* [WORK TO COMPLETE]:
From the entries below, reproduce exactly the line containing "Point to the pink hula", the line containing "Point to the hula", and every line in between, with nothing added.

Referring expression data

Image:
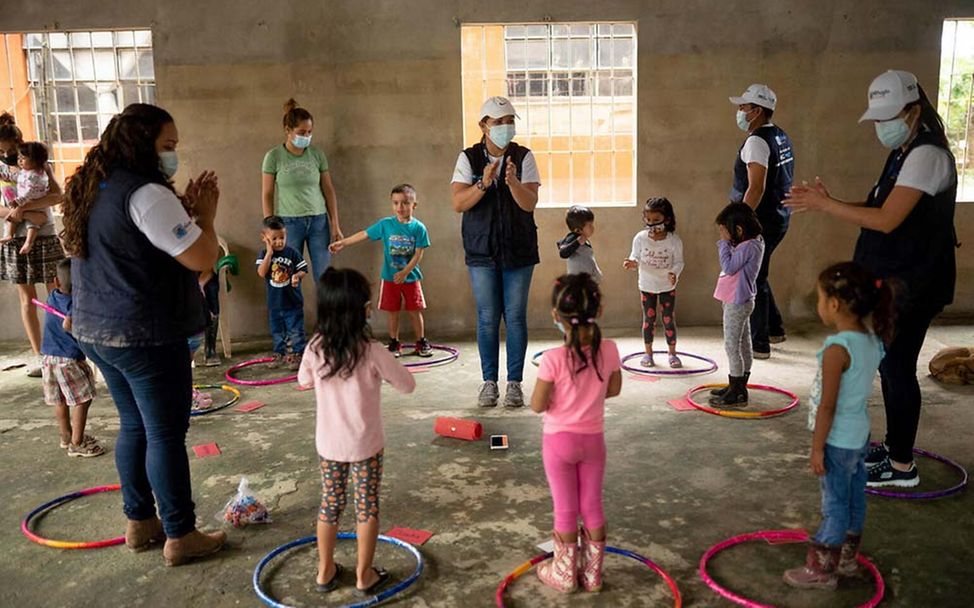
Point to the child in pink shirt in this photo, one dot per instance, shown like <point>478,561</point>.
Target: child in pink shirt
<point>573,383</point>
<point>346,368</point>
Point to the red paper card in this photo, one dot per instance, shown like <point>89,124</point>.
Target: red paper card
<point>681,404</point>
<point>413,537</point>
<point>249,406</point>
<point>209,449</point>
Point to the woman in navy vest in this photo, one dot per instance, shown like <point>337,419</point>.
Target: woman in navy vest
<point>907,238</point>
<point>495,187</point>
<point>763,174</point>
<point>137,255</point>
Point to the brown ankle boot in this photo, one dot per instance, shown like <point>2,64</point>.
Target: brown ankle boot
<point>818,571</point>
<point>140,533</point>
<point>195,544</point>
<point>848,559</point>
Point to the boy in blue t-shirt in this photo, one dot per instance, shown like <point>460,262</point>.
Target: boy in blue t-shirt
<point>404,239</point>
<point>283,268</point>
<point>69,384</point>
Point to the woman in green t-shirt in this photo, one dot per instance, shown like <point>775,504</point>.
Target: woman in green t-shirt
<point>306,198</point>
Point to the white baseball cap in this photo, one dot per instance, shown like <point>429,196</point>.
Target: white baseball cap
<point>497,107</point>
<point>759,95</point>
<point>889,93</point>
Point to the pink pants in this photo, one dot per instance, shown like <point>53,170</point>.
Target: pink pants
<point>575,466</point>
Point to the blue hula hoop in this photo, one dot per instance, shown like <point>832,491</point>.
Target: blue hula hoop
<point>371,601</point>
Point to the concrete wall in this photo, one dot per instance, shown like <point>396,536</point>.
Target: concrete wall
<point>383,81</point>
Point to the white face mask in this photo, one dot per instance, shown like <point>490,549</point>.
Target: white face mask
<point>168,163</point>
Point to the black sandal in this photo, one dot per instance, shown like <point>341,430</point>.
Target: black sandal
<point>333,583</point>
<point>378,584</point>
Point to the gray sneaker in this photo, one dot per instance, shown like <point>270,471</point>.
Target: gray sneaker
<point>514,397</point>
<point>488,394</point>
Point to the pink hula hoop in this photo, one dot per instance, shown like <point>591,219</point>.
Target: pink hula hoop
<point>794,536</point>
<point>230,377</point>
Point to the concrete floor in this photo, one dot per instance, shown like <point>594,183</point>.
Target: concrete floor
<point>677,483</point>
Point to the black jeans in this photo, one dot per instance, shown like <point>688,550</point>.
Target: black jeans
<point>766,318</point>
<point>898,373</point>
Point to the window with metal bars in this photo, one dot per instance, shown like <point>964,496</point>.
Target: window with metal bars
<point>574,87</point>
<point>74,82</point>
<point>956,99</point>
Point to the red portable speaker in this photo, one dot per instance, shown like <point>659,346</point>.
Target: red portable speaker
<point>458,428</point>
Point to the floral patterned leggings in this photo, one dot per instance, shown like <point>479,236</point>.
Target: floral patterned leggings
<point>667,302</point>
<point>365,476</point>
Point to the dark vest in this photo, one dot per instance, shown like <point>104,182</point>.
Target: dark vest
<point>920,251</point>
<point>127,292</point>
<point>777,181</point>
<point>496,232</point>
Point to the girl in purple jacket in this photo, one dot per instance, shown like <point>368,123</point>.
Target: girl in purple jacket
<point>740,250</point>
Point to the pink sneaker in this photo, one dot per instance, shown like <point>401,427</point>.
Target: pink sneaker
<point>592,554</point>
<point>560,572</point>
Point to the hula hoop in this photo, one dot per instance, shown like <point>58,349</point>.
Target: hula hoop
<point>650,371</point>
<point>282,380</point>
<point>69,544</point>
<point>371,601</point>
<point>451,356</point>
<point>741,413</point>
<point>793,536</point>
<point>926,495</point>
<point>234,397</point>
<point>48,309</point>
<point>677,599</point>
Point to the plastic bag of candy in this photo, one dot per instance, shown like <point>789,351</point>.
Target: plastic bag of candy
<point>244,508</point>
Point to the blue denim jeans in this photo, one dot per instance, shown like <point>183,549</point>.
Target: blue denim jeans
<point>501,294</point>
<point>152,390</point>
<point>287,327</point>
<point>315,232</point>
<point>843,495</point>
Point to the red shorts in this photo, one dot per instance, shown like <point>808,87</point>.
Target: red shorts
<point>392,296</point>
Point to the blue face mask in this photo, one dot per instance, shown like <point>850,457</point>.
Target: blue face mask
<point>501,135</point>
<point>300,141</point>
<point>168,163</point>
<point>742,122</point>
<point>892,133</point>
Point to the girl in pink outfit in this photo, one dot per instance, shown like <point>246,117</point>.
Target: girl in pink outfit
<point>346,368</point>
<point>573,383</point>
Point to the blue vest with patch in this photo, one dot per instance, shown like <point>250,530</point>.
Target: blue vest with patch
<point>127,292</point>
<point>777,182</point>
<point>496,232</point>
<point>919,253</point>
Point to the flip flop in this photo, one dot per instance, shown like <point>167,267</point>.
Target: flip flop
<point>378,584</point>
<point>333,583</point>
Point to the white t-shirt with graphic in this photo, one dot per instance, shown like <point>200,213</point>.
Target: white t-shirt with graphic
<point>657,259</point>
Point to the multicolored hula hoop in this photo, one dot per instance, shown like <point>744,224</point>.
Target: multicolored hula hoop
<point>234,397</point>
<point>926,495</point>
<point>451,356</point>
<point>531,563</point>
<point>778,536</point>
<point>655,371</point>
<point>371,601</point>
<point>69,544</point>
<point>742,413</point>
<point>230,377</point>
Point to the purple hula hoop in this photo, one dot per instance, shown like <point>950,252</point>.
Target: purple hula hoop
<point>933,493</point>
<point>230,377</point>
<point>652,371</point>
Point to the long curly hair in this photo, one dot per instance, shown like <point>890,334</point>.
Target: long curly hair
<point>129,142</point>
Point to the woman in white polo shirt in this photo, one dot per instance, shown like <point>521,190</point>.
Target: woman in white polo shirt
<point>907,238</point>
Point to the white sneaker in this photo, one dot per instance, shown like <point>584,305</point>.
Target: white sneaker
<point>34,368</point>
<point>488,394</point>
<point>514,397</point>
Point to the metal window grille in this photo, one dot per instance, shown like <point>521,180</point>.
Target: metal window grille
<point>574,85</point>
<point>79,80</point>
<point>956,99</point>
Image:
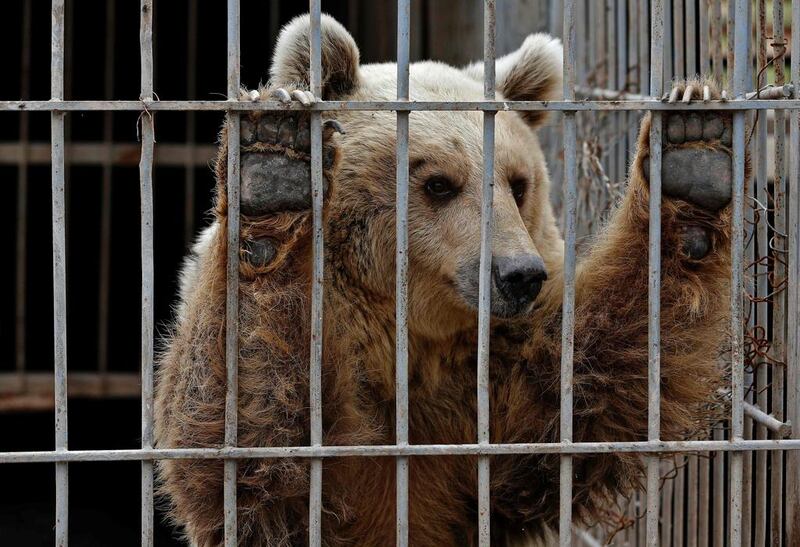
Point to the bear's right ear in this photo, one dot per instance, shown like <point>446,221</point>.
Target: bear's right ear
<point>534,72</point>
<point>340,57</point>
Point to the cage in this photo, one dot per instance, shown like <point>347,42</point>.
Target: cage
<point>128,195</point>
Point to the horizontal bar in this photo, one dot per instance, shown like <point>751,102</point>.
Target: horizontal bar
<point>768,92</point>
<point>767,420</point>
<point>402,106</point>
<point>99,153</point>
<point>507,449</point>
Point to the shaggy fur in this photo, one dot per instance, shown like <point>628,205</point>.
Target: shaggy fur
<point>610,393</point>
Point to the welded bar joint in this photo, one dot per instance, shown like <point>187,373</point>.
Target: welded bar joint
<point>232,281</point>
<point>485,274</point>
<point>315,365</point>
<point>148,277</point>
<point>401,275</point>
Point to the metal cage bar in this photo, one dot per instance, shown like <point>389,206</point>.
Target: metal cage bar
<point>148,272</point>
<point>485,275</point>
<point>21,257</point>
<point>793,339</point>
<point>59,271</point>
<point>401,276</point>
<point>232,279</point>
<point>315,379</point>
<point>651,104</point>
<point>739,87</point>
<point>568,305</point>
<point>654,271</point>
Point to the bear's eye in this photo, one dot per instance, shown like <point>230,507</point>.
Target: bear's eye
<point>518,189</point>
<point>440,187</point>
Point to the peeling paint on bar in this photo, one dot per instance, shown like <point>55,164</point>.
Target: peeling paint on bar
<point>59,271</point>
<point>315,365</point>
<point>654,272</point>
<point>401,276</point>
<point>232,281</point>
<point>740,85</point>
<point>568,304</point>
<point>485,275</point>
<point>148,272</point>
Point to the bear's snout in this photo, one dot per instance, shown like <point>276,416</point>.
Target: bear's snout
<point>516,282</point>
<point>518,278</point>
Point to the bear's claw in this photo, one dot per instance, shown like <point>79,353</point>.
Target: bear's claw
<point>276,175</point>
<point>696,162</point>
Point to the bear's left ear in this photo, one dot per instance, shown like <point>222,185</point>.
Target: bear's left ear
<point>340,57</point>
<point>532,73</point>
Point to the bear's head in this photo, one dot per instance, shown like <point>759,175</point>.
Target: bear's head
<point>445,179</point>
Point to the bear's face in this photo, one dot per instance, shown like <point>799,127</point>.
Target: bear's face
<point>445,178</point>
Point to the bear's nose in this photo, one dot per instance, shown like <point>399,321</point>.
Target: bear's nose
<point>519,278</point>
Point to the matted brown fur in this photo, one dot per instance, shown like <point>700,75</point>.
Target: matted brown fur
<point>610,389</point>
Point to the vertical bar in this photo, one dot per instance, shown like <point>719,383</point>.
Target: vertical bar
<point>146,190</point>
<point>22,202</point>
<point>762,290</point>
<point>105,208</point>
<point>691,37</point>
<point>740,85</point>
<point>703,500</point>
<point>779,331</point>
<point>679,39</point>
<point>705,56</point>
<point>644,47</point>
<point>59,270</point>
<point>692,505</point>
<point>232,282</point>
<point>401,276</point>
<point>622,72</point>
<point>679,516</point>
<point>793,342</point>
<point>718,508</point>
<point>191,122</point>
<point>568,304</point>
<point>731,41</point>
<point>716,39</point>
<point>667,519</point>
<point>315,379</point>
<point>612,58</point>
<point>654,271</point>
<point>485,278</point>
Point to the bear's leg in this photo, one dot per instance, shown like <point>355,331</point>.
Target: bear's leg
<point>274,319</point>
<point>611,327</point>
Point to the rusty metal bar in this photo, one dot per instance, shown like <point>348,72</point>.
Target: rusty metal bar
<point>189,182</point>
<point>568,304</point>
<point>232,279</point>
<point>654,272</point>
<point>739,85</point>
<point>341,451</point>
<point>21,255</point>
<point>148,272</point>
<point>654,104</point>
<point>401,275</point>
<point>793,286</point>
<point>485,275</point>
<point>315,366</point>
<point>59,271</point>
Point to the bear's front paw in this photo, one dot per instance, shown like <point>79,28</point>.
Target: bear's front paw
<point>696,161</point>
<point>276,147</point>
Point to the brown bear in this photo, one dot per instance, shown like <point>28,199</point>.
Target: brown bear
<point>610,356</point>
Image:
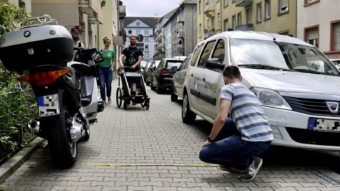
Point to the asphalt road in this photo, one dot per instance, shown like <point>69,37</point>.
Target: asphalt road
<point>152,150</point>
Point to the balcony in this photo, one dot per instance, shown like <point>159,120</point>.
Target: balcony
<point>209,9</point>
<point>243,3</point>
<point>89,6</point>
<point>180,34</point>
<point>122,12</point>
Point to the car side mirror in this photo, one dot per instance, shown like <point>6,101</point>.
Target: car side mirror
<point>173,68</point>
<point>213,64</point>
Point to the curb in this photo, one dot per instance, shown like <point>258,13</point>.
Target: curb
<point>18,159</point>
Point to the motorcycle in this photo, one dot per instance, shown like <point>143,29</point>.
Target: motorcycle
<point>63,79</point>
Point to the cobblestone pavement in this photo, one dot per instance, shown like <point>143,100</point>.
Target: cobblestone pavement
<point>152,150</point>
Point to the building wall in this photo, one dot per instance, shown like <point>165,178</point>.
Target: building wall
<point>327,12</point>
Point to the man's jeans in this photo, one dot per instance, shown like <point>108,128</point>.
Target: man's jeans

* [ANSWER SECTION]:
Point to the pink hula hoop in this photo, one dot per instance, shown like <point>591,219</point>.
Target: pink hula hoop
<point>794,536</point>
<point>230,377</point>
Point to the concrete floor in this photo, one dot per instance, shown like <point>594,183</point>.
Target: concrete floor
<point>677,483</point>
Point to the black jeans in this photo, one dot per instance, shown like <point>688,550</point>.
Target: black jeans
<point>766,318</point>
<point>898,373</point>
Point to the window with metal bars in this photo, one dot per instance, shown like <point>964,496</point>.
Target: window with metal bars
<point>574,87</point>
<point>74,82</point>
<point>956,99</point>
Point to the red portable speaker in this photo, one dot per instance, shown like <point>659,346</point>.
Target: red portable speaker
<point>458,428</point>
Point to the floral patterned leggings in this photo, one dot per instance, shown like <point>479,236</point>.
Target: floral patterned leggings
<point>667,302</point>
<point>365,476</point>
Point to the dark vest in this photo, one dot per instance, shown like <point>104,182</point>.
Target: dark vest
<point>920,251</point>
<point>127,292</point>
<point>777,181</point>
<point>496,232</point>
Point to the girl in purple jacket in this photo, one dot per instance, shown like <point>368,123</point>.
Target: girl in purple jacket
<point>740,250</point>
Point to the pink sneaker in this photo, one dot per instance, shown like <point>401,427</point>.
Target: pink sneaker
<point>592,554</point>
<point>560,572</point>
Point to the hula hoop in this photo, one dot per instance, shown like <point>58,349</point>.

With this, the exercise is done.